### MATERIAL SUPPLIED:
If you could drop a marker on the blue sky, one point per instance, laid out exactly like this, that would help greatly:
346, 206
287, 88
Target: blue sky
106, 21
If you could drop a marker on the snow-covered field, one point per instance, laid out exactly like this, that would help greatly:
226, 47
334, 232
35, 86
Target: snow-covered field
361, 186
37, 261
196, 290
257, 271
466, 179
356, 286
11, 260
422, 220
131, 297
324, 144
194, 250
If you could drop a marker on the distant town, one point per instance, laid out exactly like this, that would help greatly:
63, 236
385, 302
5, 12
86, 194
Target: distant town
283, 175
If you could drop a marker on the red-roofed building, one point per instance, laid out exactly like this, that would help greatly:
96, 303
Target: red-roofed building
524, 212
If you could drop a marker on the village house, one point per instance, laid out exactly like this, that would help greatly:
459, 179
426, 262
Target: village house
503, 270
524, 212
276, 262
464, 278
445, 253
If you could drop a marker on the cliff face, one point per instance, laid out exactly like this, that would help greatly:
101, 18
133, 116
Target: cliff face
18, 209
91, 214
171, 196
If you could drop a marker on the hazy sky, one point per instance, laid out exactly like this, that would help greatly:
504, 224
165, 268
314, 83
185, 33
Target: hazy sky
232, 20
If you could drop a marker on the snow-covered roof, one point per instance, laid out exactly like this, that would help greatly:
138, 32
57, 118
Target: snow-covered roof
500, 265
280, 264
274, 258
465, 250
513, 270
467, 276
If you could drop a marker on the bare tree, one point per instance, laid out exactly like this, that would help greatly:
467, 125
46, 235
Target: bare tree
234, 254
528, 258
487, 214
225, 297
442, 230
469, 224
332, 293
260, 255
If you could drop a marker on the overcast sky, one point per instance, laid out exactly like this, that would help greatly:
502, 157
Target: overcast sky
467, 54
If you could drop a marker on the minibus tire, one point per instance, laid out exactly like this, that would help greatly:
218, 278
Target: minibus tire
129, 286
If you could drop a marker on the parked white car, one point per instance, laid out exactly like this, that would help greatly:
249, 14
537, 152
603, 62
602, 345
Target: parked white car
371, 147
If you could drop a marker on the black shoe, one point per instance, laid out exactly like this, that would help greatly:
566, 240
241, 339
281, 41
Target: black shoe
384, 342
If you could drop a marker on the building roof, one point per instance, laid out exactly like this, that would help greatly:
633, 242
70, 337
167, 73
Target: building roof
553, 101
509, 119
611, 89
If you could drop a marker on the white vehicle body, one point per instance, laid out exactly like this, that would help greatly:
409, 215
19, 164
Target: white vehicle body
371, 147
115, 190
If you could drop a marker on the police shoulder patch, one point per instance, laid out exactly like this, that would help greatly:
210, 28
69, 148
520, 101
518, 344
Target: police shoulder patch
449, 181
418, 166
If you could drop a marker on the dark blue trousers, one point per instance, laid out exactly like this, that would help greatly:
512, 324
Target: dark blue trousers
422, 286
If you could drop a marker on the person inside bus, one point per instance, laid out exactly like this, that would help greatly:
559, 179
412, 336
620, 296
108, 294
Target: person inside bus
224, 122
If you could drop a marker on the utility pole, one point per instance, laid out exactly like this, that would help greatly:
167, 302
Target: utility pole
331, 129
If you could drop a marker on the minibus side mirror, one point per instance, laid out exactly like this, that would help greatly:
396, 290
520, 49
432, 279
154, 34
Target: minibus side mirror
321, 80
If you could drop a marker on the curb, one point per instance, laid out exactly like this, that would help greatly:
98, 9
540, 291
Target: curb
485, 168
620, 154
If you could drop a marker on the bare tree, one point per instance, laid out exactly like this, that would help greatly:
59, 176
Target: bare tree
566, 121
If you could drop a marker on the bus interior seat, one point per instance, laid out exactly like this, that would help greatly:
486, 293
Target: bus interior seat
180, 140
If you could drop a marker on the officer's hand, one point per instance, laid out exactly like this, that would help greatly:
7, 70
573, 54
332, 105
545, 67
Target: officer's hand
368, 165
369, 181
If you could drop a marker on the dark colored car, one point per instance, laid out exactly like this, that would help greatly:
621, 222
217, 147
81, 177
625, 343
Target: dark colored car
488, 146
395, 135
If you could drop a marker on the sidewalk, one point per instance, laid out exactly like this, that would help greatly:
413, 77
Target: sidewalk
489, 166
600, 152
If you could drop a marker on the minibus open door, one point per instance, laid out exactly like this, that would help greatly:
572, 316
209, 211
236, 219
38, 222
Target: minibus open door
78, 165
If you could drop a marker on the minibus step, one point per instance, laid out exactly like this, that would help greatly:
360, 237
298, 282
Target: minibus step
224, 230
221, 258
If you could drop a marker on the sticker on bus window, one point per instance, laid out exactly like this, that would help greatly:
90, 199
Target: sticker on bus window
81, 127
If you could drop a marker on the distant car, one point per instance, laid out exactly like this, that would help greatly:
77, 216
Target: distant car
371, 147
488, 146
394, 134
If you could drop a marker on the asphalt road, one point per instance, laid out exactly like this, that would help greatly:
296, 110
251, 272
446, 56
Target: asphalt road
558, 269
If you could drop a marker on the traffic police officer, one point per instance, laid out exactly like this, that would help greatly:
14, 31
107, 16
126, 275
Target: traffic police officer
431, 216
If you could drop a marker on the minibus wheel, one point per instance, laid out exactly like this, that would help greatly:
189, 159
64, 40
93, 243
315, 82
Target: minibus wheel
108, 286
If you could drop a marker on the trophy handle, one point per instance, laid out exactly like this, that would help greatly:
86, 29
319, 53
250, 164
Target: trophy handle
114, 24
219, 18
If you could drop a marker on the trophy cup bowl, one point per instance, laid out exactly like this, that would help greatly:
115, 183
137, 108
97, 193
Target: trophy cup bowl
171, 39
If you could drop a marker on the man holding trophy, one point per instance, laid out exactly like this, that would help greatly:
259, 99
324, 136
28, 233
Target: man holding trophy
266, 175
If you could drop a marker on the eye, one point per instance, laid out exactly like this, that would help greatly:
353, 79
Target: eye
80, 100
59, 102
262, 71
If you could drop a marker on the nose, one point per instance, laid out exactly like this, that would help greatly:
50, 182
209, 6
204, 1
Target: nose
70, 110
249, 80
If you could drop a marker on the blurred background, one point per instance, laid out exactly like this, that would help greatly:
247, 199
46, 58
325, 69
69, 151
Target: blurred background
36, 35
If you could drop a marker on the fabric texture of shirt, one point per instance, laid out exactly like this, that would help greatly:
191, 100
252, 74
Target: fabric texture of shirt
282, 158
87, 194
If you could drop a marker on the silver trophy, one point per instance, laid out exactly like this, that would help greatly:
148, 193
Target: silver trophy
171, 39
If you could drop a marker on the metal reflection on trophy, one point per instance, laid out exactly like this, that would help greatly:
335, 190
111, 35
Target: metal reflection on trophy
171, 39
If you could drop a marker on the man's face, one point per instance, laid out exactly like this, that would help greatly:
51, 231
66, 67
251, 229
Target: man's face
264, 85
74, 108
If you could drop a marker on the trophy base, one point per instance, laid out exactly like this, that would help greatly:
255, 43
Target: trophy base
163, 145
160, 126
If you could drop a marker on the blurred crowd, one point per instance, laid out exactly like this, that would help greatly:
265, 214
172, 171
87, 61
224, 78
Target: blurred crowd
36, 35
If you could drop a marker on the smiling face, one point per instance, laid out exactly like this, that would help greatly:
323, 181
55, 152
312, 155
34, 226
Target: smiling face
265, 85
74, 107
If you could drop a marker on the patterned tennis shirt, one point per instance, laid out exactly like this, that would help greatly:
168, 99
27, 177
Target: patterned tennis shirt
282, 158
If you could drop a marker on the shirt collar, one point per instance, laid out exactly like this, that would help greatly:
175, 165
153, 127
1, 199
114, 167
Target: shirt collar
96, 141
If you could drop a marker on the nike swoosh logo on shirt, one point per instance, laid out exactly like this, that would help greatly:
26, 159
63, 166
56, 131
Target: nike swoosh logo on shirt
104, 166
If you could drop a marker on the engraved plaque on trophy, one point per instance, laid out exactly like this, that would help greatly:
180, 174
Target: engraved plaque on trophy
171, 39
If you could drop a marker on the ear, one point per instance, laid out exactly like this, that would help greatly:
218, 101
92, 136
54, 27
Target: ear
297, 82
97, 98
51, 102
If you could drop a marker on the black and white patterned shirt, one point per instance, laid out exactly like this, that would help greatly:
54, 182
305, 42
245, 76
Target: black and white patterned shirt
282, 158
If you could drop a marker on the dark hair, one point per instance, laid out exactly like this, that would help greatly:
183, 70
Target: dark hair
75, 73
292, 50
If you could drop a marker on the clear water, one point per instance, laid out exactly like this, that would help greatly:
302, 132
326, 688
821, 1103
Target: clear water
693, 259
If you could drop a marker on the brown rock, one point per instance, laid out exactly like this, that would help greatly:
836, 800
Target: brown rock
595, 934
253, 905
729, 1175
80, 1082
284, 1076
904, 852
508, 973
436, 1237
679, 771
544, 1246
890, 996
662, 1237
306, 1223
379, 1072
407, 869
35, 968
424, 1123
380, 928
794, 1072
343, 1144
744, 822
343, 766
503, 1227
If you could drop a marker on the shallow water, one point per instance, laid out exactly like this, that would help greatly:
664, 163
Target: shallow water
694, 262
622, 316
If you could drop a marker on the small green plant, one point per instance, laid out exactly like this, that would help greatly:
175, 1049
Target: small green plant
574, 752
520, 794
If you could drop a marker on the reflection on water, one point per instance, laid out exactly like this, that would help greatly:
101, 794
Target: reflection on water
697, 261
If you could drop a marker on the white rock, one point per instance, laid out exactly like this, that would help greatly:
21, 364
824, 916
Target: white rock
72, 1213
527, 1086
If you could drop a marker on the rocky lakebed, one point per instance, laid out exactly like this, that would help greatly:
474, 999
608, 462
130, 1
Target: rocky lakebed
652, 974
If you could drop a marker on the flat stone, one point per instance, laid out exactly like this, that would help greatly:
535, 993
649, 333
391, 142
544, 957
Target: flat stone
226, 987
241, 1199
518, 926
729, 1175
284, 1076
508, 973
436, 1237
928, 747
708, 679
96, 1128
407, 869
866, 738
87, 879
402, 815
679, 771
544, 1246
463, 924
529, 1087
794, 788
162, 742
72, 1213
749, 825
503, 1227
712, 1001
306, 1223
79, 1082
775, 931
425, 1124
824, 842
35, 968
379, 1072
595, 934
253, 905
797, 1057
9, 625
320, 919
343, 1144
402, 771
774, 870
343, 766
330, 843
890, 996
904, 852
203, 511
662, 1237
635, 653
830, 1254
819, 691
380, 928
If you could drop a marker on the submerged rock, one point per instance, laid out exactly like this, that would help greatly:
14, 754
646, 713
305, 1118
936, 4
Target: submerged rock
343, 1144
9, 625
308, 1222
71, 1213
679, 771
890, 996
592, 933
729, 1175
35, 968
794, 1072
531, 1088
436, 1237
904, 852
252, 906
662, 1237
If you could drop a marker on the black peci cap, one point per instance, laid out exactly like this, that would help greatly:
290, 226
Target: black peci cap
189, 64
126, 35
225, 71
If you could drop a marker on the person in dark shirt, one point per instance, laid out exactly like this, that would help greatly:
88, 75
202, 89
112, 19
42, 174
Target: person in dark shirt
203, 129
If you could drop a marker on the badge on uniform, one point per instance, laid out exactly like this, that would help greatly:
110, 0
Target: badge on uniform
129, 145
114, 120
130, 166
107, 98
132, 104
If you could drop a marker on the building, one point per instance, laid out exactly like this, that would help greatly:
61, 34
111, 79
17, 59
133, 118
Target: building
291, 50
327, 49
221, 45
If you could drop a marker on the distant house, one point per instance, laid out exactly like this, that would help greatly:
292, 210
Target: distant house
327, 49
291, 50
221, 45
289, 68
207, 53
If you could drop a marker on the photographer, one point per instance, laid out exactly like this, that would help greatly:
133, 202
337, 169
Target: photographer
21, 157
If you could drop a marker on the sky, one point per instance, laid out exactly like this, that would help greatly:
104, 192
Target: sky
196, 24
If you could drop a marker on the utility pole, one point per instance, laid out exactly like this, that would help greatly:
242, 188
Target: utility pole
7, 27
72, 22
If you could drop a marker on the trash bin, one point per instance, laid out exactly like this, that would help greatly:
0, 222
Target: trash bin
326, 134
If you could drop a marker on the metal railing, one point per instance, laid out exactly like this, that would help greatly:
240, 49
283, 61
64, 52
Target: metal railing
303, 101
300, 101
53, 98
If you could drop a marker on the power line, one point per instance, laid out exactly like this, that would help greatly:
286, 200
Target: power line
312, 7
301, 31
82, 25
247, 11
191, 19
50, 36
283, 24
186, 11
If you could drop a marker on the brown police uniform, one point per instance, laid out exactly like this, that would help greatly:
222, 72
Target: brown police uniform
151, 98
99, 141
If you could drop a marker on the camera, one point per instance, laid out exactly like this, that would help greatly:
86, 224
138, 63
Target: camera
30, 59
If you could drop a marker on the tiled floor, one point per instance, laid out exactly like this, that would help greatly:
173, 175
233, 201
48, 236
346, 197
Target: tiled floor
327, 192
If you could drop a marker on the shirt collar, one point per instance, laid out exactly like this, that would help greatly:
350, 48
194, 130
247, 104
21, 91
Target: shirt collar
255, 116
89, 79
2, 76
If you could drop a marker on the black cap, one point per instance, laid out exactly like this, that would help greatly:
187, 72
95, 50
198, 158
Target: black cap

### WORK TO BE COMPLETED:
The answer consists only of the lines from the one containing "If you could drop a marker on the brown police" to the end of the records, each written out exactly.

### SOLUTION TO THIS TASK:
If you could drop a marker on the brown police uniform, one point per instance, laid out exactly like this, that would help greatly:
222, 72
Target: brown police uniform
151, 98
99, 141
If you could drop a marker on the camera, one point per instance, laid out exactly like this, that would help greatly:
86, 224
138, 63
Target: camera
30, 59
If you could drop a marker on the tiled floor, one point per instance, laid out exactly like this, that would help greatly:
173, 175
233, 201
48, 236
346, 197
Target: tiled floor
327, 192
If you could drop a marker on the shirt collar, one point per instance, laid out exactly like this, that would help greatly:
350, 48
194, 130
247, 104
21, 91
Target: shirt collar
255, 116
89, 79
2, 76
If you could drop a marker on the black cap, one point per instance, laid out exactly like this, that would help greatly:
187, 72
95, 50
198, 158
Target: black cap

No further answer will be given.